**TASK TO COMPLETE**
Repeat all the data word for word.

======== INPUT FOR THIS TASK

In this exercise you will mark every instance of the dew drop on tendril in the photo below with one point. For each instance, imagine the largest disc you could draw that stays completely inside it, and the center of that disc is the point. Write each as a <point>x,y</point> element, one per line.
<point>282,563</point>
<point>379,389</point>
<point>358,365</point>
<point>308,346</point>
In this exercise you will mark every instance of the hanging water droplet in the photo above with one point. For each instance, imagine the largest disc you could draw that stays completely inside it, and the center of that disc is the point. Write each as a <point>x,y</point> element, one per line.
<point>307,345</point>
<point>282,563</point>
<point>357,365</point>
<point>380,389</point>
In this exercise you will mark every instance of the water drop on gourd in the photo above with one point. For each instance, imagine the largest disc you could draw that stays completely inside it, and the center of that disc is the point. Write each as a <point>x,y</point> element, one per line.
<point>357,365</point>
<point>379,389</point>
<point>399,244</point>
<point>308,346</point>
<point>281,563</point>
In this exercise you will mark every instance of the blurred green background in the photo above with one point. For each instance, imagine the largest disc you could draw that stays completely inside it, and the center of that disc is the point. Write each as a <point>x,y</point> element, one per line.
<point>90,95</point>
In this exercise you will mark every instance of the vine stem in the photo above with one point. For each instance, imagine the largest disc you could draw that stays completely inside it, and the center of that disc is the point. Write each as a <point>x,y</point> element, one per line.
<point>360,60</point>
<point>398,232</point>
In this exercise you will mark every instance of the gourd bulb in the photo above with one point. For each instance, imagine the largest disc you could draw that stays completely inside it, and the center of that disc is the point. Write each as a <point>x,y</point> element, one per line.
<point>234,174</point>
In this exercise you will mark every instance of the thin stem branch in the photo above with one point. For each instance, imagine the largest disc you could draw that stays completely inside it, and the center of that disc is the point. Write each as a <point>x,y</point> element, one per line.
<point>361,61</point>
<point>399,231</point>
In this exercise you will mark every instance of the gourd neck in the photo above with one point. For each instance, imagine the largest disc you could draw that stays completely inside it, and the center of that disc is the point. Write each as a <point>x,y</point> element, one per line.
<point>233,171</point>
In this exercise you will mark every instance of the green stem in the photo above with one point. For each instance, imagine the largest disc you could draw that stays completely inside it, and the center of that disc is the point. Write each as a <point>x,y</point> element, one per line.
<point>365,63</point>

================

**EXPECTED ANSWER**
In this exercise you will mark every instance of the dew drop on tendril in the photo below with one point. For each instance, imagine the largest disc you could draw that stays completely inside it, and the center of that disc is the point. Write each as a <point>x,y</point> element, one per line.
<point>282,563</point>
<point>379,389</point>
<point>358,365</point>
<point>308,346</point>
In this exercise you will mark every instance of the hanging water droplet in the photo above with one point. For each instance, imagine the largest disc you could draw that stays completely inside it, and the center of that disc is the point. Write each as a <point>x,y</point> element, one per line.
<point>307,345</point>
<point>282,563</point>
<point>357,365</point>
<point>380,389</point>
In this exercise you will mark every instance of the water drop on gourd in the photo above with one point. For each instance, imagine the largest disc you could draw that stays completely inside it, and the center of that disc is the point. Write each as a <point>x,y</point> element, one per line.
<point>357,365</point>
<point>379,389</point>
<point>399,244</point>
<point>308,346</point>
<point>281,563</point>
In this exercise you will mark every instance of the blurred green background in the photo above with one point. For each instance, imagine the largest disc you could draw that stays completely inside it, and the center of that disc is the point. Write each as a <point>x,y</point> element, one per line.
<point>90,95</point>
In this exercise you will mark every instance of the vine stem in the photo above with one point. For each instance, imagine the largest disc you could draw that stays completely inside it, and the center of that disc is the point. Write each as a <point>x,y</point> element, one per line.
<point>360,60</point>
<point>398,232</point>
In this exercise you will mark every instance of the gourd bulb in the photo above with one point. For each instance, imagine the largest disc you could draw that stays completely inside it, and the center of that disc is the point. Write each as a <point>x,y</point> element, one per line.
<point>234,174</point>
In this exercise you will mark every instance of the thin stem branch in the photo above with one point. For each instance, imagine the largest disc you could draw that stays completely inside it, and the center of that disc is the point. Write each as a <point>x,y</point> element, one per line.
<point>361,61</point>
<point>399,231</point>
In this exercise you will mark every instance of the gourd neck in the photo above with one point. For each instance, imagine the largest disc you could draw that stays completely inside it, and the center of that disc is the point. Write each as a <point>x,y</point> element, one per line.
<point>233,171</point>
In this exercise you will mark every instance of the green stem in the photo above with one point. For each instance, imagine the largest disc you could draw that stays completely inside it, and the center of that disc is the point. Write each as a <point>x,y</point> element, one per line.
<point>365,63</point>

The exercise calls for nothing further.